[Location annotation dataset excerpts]
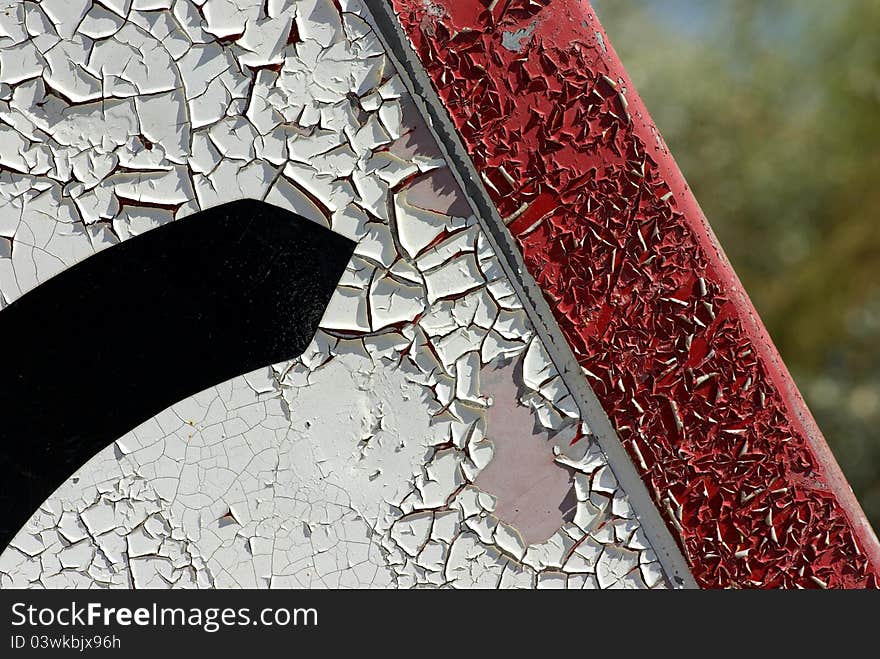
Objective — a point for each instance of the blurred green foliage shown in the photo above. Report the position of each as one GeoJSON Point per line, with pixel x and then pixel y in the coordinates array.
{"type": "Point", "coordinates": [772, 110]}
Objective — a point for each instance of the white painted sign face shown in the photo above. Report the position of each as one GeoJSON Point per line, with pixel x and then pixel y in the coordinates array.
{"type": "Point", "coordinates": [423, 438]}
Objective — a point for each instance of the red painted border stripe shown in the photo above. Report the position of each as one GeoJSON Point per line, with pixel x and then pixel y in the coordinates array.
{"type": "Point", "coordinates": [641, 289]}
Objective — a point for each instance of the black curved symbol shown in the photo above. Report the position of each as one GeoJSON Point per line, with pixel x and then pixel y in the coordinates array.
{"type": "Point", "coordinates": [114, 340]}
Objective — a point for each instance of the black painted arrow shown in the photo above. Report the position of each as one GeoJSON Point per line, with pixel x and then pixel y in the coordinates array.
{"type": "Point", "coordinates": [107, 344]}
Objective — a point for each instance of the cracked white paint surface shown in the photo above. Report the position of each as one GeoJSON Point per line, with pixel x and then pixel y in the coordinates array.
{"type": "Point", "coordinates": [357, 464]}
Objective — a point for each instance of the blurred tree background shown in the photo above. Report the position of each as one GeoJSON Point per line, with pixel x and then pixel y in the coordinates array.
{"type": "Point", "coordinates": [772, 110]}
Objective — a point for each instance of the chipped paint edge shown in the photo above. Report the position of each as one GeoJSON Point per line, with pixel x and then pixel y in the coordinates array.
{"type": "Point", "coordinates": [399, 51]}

==

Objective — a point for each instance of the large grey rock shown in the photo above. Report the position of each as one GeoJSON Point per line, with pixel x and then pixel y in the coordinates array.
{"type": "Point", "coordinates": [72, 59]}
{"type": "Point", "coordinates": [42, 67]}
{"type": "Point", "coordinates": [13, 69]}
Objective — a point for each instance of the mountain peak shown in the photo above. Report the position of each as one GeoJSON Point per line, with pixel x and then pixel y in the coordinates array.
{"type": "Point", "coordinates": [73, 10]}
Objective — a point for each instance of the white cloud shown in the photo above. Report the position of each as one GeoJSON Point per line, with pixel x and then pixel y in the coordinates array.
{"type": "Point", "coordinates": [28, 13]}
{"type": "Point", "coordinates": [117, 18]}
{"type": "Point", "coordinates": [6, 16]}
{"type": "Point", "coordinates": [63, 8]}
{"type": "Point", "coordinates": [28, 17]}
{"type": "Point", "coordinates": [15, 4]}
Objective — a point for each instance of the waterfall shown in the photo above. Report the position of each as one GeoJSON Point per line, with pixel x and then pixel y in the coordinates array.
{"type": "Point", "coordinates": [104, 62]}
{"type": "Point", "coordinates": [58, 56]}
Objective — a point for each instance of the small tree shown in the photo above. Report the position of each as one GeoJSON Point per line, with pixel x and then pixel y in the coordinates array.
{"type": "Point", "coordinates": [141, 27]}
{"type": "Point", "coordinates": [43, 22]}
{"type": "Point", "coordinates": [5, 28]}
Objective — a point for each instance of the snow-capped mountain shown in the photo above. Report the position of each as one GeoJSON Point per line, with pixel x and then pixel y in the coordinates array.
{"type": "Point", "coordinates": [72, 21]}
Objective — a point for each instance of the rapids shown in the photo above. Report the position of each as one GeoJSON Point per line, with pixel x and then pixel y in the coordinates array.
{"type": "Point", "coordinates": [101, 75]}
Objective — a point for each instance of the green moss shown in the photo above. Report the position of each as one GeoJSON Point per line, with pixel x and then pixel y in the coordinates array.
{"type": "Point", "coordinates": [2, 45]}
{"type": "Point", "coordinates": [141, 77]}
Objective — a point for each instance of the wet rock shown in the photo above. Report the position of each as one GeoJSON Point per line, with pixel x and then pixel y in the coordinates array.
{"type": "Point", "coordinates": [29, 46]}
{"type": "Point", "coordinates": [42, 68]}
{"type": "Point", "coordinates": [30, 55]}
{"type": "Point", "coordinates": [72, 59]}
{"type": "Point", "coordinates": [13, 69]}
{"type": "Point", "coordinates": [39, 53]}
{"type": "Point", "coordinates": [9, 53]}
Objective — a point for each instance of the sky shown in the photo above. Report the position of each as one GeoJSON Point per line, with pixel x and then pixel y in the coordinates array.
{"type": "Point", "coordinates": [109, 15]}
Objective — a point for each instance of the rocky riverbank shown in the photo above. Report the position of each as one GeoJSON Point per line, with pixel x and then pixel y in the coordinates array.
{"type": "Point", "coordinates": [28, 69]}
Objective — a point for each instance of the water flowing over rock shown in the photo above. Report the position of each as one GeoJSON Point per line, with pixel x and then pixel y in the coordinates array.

-- Problem statement --
Quote the rows above word for word, starting with the line that contains "Objective — a point for each instance of the rocky" and ending with the line that contains "Objective — a point for each instance of the water flowing", including both of those lines.

-- Finished answer --
Objective — a point for each instance of the rocky riverbank shown in the photo above. Report the position of each as one GeoJSON Point per line, with pixel x and then pixel y in the coordinates array.
{"type": "Point", "coordinates": [28, 69]}
Objective — a point for each instance of the water flowing over rock shown in the photo above. Report the position of each as one GeoJSON Point per line, with pixel x and then pixel y in the coordinates array.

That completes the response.